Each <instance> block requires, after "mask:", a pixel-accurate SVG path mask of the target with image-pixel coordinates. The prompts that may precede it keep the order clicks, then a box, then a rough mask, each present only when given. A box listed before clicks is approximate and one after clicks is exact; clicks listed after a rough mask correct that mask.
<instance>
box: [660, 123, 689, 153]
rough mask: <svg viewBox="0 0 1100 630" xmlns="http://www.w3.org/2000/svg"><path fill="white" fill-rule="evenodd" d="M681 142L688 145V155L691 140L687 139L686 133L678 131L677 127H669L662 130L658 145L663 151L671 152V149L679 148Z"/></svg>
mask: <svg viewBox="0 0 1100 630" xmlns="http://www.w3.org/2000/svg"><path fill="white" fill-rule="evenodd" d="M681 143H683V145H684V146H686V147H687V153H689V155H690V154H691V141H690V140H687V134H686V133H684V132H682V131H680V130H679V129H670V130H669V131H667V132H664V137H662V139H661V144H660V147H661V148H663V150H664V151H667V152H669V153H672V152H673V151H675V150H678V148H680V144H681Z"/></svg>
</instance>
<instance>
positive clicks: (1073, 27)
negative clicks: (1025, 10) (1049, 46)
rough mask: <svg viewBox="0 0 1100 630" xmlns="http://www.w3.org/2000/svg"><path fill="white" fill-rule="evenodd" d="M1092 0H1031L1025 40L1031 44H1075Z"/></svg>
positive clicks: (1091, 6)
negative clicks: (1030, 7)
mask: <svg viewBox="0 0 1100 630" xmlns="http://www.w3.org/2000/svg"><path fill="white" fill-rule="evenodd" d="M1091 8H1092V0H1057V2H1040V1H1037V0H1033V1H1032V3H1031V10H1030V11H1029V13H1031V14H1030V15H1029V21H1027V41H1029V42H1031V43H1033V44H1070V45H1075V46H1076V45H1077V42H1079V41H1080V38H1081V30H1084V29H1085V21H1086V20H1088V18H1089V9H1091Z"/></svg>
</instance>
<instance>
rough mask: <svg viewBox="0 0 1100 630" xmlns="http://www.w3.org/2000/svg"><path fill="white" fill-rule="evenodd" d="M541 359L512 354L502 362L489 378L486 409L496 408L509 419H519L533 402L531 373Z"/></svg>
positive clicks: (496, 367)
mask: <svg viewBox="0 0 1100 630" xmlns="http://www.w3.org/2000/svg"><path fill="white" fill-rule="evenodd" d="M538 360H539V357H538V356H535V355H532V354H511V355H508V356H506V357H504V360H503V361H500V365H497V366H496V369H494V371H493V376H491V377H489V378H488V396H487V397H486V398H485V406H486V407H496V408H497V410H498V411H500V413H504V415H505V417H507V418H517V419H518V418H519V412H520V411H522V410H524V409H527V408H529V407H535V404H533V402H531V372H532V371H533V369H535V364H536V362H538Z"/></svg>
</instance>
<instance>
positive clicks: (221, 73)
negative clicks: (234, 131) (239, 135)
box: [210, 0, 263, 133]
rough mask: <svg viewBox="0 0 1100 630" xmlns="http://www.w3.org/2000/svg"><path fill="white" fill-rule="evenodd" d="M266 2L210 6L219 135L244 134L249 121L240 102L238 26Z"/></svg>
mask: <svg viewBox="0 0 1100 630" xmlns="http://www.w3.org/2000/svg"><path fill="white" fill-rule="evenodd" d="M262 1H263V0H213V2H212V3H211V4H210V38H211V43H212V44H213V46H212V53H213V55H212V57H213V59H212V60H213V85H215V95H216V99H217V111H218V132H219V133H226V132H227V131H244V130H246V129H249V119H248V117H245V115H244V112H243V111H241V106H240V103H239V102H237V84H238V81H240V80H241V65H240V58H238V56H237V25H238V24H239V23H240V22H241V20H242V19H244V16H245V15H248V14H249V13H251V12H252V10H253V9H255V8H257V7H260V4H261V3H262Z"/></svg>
========
#### [Directions]
Rewrite every line of the listing above as a numbered list, leaving out any blank lines.

#### [Output of the exercise]
1. Each <instance> block requires, after "mask:", a pixel-accurate SVG path mask of the target with image-pixel coordinates. The prompts that may precede it keep the order clicks, then a box, then a rough mask, each present only when given. A box listed before clicks is approximate and one after clicks is exact; clicks listed after a rough mask correct that mask.
2. <instance>
3. box: [660, 123, 689, 153]
4. rough mask: <svg viewBox="0 0 1100 630" xmlns="http://www.w3.org/2000/svg"><path fill="white" fill-rule="evenodd" d="M681 142L688 145V155L691 140L687 139L686 133L678 131L677 127H669L662 130L658 145L663 151L671 152V149L679 148Z"/></svg>
5. mask: <svg viewBox="0 0 1100 630" xmlns="http://www.w3.org/2000/svg"><path fill="white" fill-rule="evenodd" d="M681 143H683V145H684V146H686V147H687V153H689V155H690V154H691V141H690V140H687V134H686V133H684V132H682V131H680V130H679V129H670V130H669V131H667V132H664V137H662V139H661V144H660V147H661V148H663V150H664V151H667V152H669V153H672V152H673V151H675V150H678V148H680V144H681Z"/></svg>
6. </instance>
7. <instance>
8. positive clicks: (1073, 27)
9. negative clicks: (1025, 10) (1049, 46)
10. rough mask: <svg viewBox="0 0 1100 630" xmlns="http://www.w3.org/2000/svg"><path fill="white" fill-rule="evenodd" d="M1092 0H1031L1025 40L1031 44H1075Z"/></svg>
11. positive clicks: (1091, 6)
12. negative clicks: (1030, 7)
13. mask: <svg viewBox="0 0 1100 630" xmlns="http://www.w3.org/2000/svg"><path fill="white" fill-rule="evenodd" d="M1091 8H1092V0H1057V2H1040V1H1037V0H1033V1H1032V3H1031V10H1030V11H1029V13H1031V14H1030V15H1029V21H1027V41H1029V42H1031V43H1033V44H1070V45H1075V46H1076V45H1077V42H1079V41H1080V38H1081V30H1084V29H1085V21H1086V20H1088V18H1089V9H1091Z"/></svg>
14. </instance>
15. <instance>
16. rough mask: <svg viewBox="0 0 1100 630" xmlns="http://www.w3.org/2000/svg"><path fill="white" fill-rule="evenodd" d="M541 359L512 354L502 362L489 378L486 409L496 408L509 419H519L533 402L531 373Z"/></svg>
17. positive clicks: (496, 367)
18. mask: <svg viewBox="0 0 1100 630" xmlns="http://www.w3.org/2000/svg"><path fill="white" fill-rule="evenodd" d="M538 360H539V357H538V356H535V355H532V354H511V355H508V356H506V357H504V360H503V361H500V365H497V366H496V369H494V371H493V376H491V377H489V378H488V396H487V397H486V398H485V406H486V407H496V408H497V410H498V411H500V413H504V415H505V417H507V418H517V419H518V418H519V412H520V411H522V410H524V409H527V408H529V407H535V404H533V402H531V372H532V371H533V369H535V364H536V362H538Z"/></svg>
19. </instance>
20. <instance>
21. positive clicks: (221, 73)
22. negative clicks: (234, 131) (239, 135)
23. box: [210, 0, 263, 133]
24. rough mask: <svg viewBox="0 0 1100 630" xmlns="http://www.w3.org/2000/svg"><path fill="white" fill-rule="evenodd" d="M266 2L210 6L219 135L244 134L249 121L240 102L238 26Z"/></svg>
25. mask: <svg viewBox="0 0 1100 630" xmlns="http://www.w3.org/2000/svg"><path fill="white" fill-rule="evenodd" d="M262 1H263V0H213V2H212V3H211V4H210V38H211V43H212V44H213V46H212V53H213V55H212V57H213V59H212V60H213V85H215V95H216V99H217V111H218V132H219V133H226V132H227V131H244V130H246V129H249V119H248V117H245V115H244V112H243V111H241V106H240V103H239V102H237V84H238V81H240V80H241V65H240V58H238V56H237V25H238V24H239V23H240V22H241V20H242V19H244V16H245V15H248V14H249V13H251V12H252V10H253V9H255V8H257V7H260V4H261V3H262Z"/></svg>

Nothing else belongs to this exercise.